PROBLEM DETAILS:
Reproduce the following records exactly from the line containing "like (240, 662)." onward, ending with the last line and including it.

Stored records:
** BEGIN **
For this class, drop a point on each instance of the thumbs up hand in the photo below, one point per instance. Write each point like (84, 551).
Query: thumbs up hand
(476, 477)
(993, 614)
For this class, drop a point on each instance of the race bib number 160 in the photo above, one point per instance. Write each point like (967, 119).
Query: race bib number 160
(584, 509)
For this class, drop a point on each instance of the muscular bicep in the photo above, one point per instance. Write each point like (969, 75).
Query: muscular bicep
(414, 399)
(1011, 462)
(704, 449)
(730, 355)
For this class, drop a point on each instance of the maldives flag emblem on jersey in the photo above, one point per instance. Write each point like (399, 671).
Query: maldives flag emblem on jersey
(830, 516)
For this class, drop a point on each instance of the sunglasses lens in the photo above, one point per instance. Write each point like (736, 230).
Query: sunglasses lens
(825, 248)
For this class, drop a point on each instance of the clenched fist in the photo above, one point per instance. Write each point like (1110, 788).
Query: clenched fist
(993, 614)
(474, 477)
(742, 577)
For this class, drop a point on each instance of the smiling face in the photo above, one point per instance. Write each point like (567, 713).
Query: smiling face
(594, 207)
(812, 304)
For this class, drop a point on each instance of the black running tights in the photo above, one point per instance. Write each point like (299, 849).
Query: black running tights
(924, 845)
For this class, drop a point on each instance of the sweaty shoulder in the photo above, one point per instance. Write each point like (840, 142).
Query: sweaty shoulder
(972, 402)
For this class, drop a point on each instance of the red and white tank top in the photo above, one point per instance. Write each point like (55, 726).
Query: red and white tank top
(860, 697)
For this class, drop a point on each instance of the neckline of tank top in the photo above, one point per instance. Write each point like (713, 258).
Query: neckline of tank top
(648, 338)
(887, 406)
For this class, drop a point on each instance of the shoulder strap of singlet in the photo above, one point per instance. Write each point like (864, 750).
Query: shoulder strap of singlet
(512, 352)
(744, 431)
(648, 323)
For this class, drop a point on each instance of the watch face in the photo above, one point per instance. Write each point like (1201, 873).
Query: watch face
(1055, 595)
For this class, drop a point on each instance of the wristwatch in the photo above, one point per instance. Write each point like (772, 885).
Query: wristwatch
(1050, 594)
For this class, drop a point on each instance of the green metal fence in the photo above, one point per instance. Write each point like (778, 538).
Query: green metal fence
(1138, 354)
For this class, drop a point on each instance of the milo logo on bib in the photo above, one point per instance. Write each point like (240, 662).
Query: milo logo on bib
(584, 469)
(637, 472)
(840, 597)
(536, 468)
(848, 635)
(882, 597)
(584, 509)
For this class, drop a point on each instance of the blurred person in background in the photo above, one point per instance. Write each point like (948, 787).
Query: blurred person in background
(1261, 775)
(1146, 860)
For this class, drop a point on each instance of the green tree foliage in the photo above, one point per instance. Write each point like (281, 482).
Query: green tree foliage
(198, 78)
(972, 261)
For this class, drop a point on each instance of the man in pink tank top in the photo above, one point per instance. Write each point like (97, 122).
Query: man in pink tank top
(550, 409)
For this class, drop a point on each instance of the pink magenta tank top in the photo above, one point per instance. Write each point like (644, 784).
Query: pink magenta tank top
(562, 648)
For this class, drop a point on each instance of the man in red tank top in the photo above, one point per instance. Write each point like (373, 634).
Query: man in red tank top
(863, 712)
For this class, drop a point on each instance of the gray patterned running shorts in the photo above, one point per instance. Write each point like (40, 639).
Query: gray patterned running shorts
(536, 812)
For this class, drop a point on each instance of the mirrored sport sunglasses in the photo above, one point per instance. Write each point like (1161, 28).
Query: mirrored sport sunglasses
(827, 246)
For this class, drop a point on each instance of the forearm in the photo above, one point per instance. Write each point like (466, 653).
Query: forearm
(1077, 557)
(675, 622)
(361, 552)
** END **
RESPONSE BELOW:
For this class, drop a point on each instance of the milo logo on bib in the photo above, one point per instance. Write each point like (240, 662).
Query: milo logo on bib
(584, 469)
(637, 472)
(840, 597)
(536, 468)
(848, 635)
(882, 597)
(584, 509)
For this class, drop a point on each instance of the blurred person in background in the photo above, one point per instance. Write each point like (948, 787).
Query: blurred person in background
(1261, 775)
(1146, 860)
For this class, drop a point on each instance of the green tree foliage in the photo above, one point per instance. Write each point like (281, 482).
Query: green tree foliage
(198, 78)
(972, 261)
For this class, drop a point on each instance of the man in pink tank top in the photo above, one point per instance. Write each point like (97, 122).
Query: man in pink tank top
(550, 409)
For this class, drop a point on each instance of the pink magenta tank top in the photo above, one point per instance. Write each point like (644, 784).
Query: pink magenta tank top
(562, 648)
For this class, drop a point on each instance of the man in red tank top in the photo above, one point per instance. Write each point like (373, 634).
Query: man in red tank top
(863, 712)
For this class, drop a point on each instance of the gray patterned running shorts in the photo above, one point per instance. Write each point like (40, 639).
Query: gray patterned running shorts
(536, 812)
For this class, drop a point on each instance of the mirrored sport sunglasses in the photo above, one point per instance. Write each point like (1161, 28).
Query: mirrored sport sunglasses
(827, 246)
For this class, drop a point on each instance of the forearm in the photo above, one point per instance. Write each point like (466, 653).
Query: forearm
(1077, 557)
(675, 622)
(361, 552)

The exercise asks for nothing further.